*DOCUMENT SEGMENT:*
+ + + + + + +

Chandran Nair is the founder of the Global Institute For Tomorrow (GIFT), a pan-Asian think tank he established in 2004 to advance a deeper understanding of global economic, political and social shifts, with offices in Hong Kong and Kuala Lumpur, Malaysia, and a presence in the Middle East. Described by the World Economic Forum as a thought leader whose views are sought at major international gatherings, Nair is known for his work on sustainable development and the reshaping of global capitalism. He is the author of several books, including Consumptionomics: Asia's Role in Reshaping Capitalism and Saving the Planet, which was included in The Guardians list of 50 breakthrough capitalism books.

==Background==
Nair was born in Malaysia, the seventh of eight children. His parents were immigrants to Malaysia from India, and not well off, with all the children sharing a room. He studied chemical engineering in the UK, where he then worked for a few years. At 28, he joined the anti-apartheid movement in South Africa, building sanitation and water systems by day on a stipend and playing the saxophone in his free time in a band. He later earned a master's degree in environmental engineering from Bangkok.

+ + + + + + +

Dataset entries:
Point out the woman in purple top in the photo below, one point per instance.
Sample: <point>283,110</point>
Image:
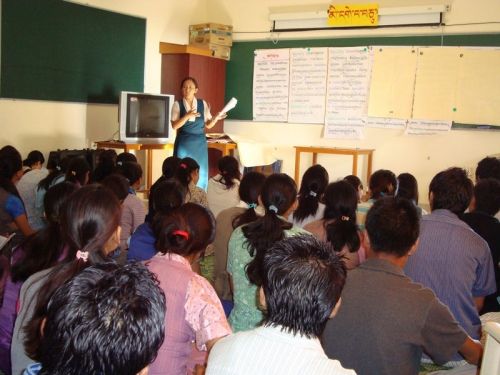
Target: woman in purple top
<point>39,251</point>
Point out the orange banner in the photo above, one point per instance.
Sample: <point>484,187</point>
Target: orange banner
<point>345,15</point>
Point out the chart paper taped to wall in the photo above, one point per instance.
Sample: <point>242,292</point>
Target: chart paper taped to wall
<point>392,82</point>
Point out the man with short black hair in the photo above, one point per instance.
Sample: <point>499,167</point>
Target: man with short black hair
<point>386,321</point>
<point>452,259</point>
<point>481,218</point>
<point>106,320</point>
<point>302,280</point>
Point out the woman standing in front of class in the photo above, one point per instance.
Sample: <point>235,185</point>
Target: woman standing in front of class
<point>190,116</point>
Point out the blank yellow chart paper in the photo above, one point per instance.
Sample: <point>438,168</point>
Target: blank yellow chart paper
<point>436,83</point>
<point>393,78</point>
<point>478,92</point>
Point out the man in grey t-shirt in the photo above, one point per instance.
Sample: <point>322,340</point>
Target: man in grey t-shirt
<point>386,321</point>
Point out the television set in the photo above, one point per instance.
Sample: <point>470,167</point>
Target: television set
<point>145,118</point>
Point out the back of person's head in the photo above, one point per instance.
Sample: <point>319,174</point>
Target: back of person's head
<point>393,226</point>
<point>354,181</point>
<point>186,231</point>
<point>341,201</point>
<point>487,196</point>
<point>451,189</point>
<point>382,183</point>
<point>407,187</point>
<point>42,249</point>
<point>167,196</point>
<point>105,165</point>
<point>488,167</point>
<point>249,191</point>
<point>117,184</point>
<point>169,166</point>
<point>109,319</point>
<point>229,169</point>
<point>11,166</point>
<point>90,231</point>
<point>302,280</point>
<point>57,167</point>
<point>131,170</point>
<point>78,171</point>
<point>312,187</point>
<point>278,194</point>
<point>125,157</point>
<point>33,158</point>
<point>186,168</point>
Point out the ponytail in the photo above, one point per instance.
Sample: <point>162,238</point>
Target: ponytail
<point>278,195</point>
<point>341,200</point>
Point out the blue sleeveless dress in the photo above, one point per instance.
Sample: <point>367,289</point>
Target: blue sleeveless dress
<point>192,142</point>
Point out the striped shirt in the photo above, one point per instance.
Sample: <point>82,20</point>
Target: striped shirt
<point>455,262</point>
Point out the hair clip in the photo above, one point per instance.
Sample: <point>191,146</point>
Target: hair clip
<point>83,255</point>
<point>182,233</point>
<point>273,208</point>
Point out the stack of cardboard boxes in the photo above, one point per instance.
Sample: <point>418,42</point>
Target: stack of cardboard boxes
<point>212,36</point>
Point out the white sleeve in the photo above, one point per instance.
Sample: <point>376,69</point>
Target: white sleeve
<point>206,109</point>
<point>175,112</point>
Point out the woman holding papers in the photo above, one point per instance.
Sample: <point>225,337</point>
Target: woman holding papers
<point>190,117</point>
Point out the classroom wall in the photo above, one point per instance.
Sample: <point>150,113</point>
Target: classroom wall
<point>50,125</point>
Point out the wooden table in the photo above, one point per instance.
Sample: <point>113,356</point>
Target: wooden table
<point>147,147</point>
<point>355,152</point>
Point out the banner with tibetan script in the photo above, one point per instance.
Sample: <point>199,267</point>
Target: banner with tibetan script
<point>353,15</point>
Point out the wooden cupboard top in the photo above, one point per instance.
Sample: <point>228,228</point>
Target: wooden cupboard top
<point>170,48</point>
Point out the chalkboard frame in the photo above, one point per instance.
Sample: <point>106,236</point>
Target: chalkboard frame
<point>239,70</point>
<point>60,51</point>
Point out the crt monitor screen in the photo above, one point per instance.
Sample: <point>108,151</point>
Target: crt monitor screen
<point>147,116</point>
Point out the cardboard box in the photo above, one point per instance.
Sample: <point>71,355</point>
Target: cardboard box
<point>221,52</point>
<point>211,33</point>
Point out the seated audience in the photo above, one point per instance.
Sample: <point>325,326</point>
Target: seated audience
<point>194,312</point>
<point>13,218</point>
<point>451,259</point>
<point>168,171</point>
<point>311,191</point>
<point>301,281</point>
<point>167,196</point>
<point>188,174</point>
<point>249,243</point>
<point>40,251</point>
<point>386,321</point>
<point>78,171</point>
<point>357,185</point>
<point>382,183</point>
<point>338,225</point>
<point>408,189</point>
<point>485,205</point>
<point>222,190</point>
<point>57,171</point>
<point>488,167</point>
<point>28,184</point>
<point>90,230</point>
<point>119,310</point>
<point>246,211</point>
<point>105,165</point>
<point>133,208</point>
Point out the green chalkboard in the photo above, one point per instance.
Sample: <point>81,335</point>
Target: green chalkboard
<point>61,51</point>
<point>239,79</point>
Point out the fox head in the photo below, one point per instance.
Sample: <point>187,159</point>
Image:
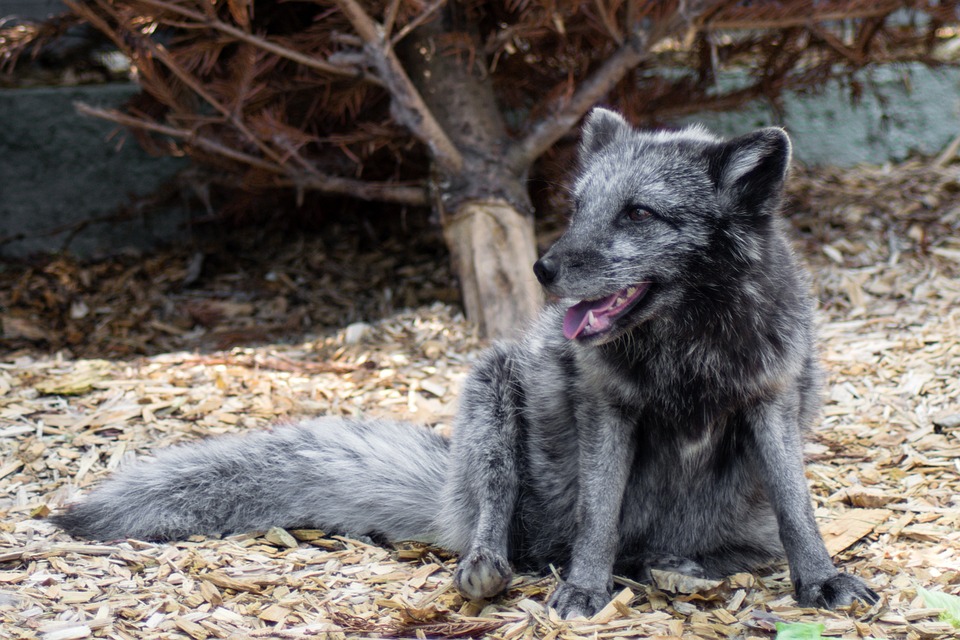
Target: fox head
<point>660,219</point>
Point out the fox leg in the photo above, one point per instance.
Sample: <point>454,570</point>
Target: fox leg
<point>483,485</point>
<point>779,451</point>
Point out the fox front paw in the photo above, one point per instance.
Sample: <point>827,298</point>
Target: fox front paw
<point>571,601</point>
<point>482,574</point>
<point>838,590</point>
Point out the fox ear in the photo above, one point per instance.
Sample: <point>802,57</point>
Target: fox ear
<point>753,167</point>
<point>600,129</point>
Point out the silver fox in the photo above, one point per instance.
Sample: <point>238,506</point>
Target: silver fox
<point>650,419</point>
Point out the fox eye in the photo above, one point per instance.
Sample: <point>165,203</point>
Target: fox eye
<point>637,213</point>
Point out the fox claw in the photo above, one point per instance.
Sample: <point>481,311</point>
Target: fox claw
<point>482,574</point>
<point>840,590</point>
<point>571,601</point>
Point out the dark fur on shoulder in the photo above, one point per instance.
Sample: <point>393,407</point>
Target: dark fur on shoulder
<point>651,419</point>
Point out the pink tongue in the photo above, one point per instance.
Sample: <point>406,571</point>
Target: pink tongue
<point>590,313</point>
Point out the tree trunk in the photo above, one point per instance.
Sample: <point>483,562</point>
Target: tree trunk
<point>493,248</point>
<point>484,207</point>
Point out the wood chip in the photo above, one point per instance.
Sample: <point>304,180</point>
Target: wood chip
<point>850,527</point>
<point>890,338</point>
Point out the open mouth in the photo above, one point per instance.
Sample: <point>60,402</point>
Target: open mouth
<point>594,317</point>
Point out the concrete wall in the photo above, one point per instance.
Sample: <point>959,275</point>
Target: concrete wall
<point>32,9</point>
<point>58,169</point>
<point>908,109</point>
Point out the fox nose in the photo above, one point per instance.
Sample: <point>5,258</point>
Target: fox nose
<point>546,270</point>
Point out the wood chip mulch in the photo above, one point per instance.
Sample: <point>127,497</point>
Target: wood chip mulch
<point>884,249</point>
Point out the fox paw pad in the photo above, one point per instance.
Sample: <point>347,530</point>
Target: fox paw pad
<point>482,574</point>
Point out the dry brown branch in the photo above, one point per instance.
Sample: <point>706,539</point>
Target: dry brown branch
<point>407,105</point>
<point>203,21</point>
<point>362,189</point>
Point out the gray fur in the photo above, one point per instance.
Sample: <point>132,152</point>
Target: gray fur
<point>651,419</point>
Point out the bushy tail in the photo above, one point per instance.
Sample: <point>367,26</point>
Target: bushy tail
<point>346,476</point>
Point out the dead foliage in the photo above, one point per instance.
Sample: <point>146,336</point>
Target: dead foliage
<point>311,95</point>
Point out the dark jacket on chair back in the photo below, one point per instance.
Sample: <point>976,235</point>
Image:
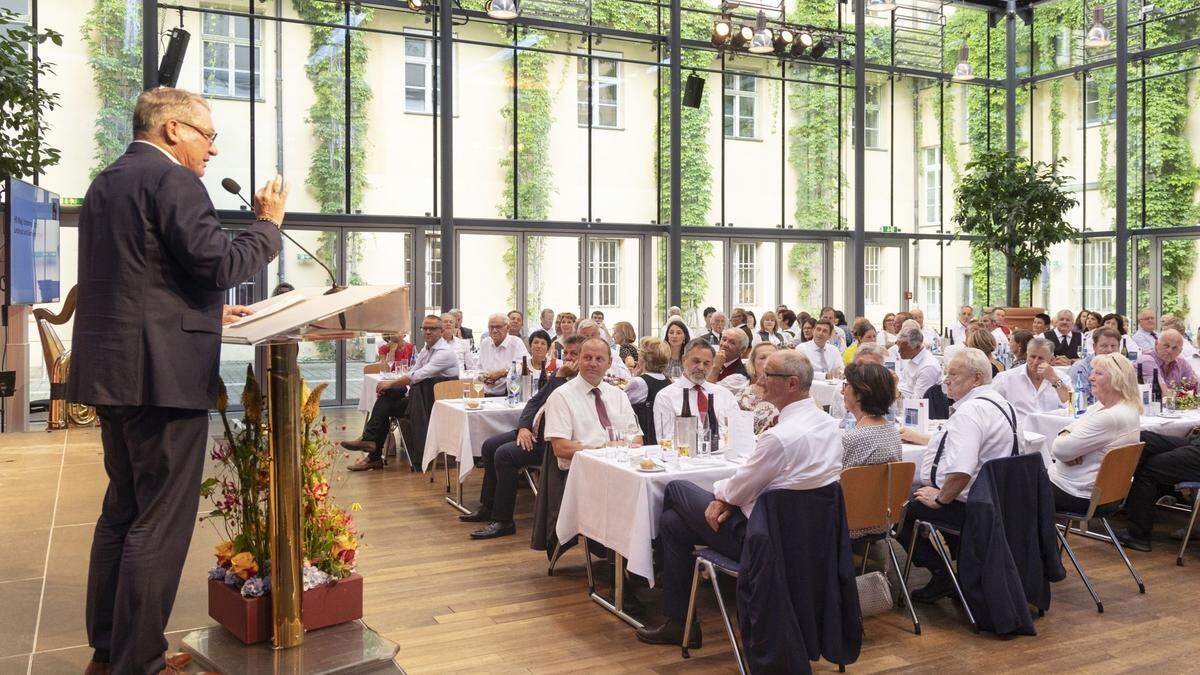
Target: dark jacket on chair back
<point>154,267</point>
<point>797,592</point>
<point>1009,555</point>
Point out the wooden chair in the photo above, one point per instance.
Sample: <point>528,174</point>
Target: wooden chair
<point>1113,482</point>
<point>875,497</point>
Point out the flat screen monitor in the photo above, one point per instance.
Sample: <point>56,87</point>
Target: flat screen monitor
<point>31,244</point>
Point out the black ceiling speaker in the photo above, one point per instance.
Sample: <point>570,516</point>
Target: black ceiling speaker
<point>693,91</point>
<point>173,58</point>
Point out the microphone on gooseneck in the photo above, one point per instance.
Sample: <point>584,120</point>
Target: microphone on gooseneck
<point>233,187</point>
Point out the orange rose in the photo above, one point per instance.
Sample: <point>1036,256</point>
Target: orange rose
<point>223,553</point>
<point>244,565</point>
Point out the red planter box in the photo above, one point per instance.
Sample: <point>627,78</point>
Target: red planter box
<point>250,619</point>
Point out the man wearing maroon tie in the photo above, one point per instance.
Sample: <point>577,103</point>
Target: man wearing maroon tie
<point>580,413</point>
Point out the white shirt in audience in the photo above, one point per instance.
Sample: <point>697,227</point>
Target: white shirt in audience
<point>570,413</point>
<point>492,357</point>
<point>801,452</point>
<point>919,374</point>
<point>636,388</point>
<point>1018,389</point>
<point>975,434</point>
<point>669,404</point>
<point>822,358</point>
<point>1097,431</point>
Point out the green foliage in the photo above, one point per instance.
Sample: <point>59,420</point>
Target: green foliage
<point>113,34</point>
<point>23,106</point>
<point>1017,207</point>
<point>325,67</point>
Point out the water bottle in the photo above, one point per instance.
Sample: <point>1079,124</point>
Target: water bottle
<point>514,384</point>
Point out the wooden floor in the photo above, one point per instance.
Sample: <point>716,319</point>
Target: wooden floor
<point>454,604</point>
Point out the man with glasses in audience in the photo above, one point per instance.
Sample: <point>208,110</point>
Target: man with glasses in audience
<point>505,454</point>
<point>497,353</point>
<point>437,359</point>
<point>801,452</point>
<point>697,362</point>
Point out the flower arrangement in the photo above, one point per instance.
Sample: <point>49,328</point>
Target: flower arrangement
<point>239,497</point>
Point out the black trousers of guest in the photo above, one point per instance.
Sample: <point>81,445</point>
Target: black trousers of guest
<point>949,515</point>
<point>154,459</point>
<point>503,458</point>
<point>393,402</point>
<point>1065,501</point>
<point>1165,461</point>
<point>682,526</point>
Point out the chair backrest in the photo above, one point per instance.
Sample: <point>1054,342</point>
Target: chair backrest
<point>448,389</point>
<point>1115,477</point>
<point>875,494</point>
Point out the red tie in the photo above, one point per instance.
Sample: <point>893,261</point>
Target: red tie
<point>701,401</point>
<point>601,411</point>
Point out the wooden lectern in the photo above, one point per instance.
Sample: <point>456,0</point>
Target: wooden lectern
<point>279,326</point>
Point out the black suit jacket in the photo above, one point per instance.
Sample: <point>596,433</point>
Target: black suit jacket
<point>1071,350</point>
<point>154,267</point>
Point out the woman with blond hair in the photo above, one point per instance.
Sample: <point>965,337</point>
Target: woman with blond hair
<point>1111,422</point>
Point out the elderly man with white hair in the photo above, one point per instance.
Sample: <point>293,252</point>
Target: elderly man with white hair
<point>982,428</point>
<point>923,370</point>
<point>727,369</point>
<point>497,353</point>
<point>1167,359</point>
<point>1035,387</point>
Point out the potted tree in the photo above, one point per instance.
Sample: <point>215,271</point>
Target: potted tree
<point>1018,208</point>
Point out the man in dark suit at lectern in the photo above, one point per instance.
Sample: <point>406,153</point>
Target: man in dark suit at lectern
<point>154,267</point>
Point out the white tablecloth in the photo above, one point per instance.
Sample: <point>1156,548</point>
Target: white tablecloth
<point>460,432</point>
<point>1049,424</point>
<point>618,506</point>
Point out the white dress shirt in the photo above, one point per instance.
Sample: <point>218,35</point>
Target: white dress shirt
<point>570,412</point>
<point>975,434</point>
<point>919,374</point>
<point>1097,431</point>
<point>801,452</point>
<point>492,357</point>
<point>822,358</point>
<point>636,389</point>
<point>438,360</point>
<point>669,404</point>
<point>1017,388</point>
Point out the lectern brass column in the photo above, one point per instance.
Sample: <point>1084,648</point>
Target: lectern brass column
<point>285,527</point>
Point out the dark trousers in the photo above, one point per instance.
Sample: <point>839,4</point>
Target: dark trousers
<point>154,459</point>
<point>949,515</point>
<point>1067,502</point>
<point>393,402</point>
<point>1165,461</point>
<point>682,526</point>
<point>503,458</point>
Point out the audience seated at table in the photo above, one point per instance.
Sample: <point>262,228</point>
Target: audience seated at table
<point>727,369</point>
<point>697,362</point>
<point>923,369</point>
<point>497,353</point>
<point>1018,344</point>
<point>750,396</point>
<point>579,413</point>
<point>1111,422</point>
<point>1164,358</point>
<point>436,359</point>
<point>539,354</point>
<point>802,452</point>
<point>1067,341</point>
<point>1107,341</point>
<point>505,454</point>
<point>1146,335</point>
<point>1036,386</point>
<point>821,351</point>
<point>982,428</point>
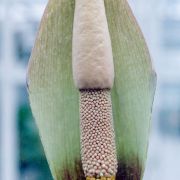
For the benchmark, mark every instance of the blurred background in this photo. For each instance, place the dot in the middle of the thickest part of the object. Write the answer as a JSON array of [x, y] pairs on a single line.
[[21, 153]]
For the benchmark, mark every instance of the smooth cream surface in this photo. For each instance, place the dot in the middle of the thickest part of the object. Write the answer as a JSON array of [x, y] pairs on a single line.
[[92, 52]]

+ + + + + + +

*TO DO:*
(1) In the Chandran Nair biography, in what year did he establish the Global Institute For Tomorrow?
(2) Decide whether each statement agrees with the Chandran Nair biography, and support each yes or no with the words of the text that settle it. (a) Nair was the eldest of eight children. (b) Nair studied chemical engineering in the UK. (c) The Global Institute For Tomorrow has offices in Singapore.
(3) Extend the Chandran Nair biography with the passage that would follow its final sentence.

*ANSWERS TO THE EXERCISES:*
(1) 2004

(2)
(a) No: "the seventh of eight children"
(b) Yes: "He studied chemical engineering in the UK"
(c) No: "with offices in Hong Kong and Kuala Lumpur, Malaysia"

(3)
== Career ==

Nair is a member of the World Economic Forum Global Agenda Council for Sustainability and has argued at numerous forums including the WEF, APEC and OECD about the need for radical reform of the current economic model and strict limits on consumption. Nair was previously Chairman of Environmental Resources Management (ERM), building the company to be the leading environmental consultancy in Asia Pacific. He left in March 2004.

Nair is a frequent contributor to various media outlets including The Financial Times, The Guardian, The Huffington Post, The New York Times. and South China Morning Post. He is the author of Consumptionomics: Asia's role in reshaping capitalism and saving the planet, named one of the top ten books of 2011 by The Globalist. In 2018 he published The Sustainable State: The Future of Government, Economy, and Society.

== Controversy ==
On August 26, 2021, Nair wrote an op-ed in Time magazine accusing Nicole Kidman of using her "White Privilege" to avoid being quarantined when arriving in Hong Kong to film the Amazon Prime Video series Expats. Hong Kong's Commerce and Economic Development Bureau (CEDB) responded in a press statement that Kidman received a quarantine exemption for the purpose of performing designated professional work and necessary operation of Hong Kong's economy, and a CEDB permanent secretary wrote a letter to the editor of Time stating that Nair's claim was "not only just misplaced but absurd".